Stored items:
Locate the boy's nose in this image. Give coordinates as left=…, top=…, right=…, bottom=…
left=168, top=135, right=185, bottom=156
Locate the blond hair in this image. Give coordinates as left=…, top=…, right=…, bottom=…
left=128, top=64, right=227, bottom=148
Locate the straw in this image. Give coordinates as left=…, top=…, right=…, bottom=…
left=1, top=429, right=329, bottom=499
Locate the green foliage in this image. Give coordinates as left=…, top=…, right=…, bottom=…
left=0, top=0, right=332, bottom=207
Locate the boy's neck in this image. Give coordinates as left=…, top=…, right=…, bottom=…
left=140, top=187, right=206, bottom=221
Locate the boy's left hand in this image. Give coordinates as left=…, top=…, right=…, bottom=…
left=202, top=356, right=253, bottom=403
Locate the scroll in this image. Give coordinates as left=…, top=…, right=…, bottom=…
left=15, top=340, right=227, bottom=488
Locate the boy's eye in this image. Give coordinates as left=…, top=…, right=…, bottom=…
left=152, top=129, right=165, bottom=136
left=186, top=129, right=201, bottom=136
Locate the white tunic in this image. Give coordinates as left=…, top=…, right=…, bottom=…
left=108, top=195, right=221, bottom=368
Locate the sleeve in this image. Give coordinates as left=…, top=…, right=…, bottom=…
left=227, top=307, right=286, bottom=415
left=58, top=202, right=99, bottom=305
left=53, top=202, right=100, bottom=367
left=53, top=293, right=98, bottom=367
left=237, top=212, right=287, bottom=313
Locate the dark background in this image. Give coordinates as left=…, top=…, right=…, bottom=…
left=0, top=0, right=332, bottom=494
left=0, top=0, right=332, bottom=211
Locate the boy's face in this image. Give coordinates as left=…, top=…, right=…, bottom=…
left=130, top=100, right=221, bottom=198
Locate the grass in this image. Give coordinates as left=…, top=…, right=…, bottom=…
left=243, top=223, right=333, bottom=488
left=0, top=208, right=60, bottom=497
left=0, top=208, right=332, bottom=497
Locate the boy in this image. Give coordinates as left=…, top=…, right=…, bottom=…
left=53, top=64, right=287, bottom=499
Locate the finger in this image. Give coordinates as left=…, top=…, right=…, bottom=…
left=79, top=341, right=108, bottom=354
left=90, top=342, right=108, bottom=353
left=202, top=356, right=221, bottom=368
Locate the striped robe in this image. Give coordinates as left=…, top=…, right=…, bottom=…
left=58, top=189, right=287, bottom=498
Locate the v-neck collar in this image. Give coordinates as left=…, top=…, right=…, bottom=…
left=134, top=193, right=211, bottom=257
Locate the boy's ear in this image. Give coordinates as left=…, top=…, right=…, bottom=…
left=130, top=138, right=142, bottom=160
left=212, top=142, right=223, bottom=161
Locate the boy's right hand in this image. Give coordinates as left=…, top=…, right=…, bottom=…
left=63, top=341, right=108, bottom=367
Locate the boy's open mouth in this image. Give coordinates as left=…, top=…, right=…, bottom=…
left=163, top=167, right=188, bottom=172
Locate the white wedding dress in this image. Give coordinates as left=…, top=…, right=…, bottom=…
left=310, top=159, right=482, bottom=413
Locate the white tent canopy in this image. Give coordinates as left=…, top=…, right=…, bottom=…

▶ What is expected
Return each line above exactly as it appears.

▶ Answer to this task
Locate the boy's nose in this image. Give coordinates as left=…, top=…, right=…, bottom=…
left=168, top=135, right=185, bottom=156
Locate the blond hair in this image. Give coordinates as left=…, top=…, right=…, bottom=…
left=128, top=64, right=227, bottom=148
Locate the straw in this image. Give coordinates as left=…, top=…, right=…, bottom=…
left=1, top=429, right=329, bottom=499
Locate the green foliage in this image. Give coordinates as left=…, top=…, right=…, bottom=…
left=0, top=0, right=332, bottom=207
Locate the boy's neck in this image. Give coordinates as left=…, top=…, right=…, bottom=…
left=140, top=187, right=206, bottom=221
Locate the boy's left hand in this image. Give coordinates as left=…, top=…, right=…, bottom=…
left=202, top=356, right=253, bottom=403
Locate the scroll in this image. Give coordinates as left=…, top=…, right=…, bottom=…
left=15, top=340, right=227, bottom=488
Locate the boy's eye in this image. Give coordinates as left=…, top=…, right=…, bottom=…
left=152, top=129, right=165, bottom=136
left=186, top=129, right=201, bottom=136
Locate the white tunic in this image. Give coordinates as left=…, top=…, right=…, bottom=…
left=108, top=195, right=221, bottom=368
Locate the sleeve in this image. Give coordinates as left=…, top=…, right=…, bottom=…
left=227, top=307, right=286, bottom=415
left=58, top=202, right=99, bottom=305
left=53, top=202, right=100, bottom=367
left=53, top=293, right=98, bottom=367
left=237, top=212, right=287, bottom=313
Locate the dark background in this image. Give coordinates as left=…, top=…, right=…, bottom=…
left=0, top=0, right=332, bottom=494
left=0, top=0, right=332, bottom=211
Locate the boy's face in this image. Give coordinates as left=…, top=…, right=…, bottom=…
left=130, top=100, right=221, bottom=198
Locate the grass in this image. Give coordinates as left=…, top=…, right=…, bottom=…
left=243, top=223, right=333, bottom=488
left=0, top=208, right=60, bottom=497
left=0, top=208, right=332, bottom=497
Locate the boy in this image. Give coordinates as left=…, top=…, right=…, bottom=…
left=53, top=64, right=287, bottom=499
Locate the finger in this image. Give coordinates as left=…, top=…, right=…, bottom=…
left=79, top=341, right=108, bottom=354
left=90, top=342, right=108, bottom=353
left=202, top=356, right=221, bottom=368
Locate the striped robe in this image. Give coordinates as left=…, top=…, right=…, bottom=…
left=58, top=189, right=287, bottom=498
Locate the v-neck collar in this image. Give coordinates as left=…, top=…, right=…, bottom=…
left=134, top=193, right=211, bottom=257
Locate the boy's ear in this image. Give coordinates as left=…, top=…, right=…, bottom=…
left=130, top=138, right=142, bottom=160
left=212, top=142, right=223, bottom=161
Locate the boy's right hand in this image. Give coordinates as left=…, top=…, right=…, bottom=…
left=63, top=341, right=108, bottom=367
Locate the boy's open mouth in this image. Give coordinates as left=…, top=…, right=…, bottom=…
left=163, top=167, right=188, bottom=172
Locate the white wedding dress in this image. Give coordinates as left=…, top=…, right=…, bottom=…
left=310, top=159, right=482, bottom=413
Locate the white tent canopy in this image. Give coordinates as left=…, top=…, right=…, bottom=…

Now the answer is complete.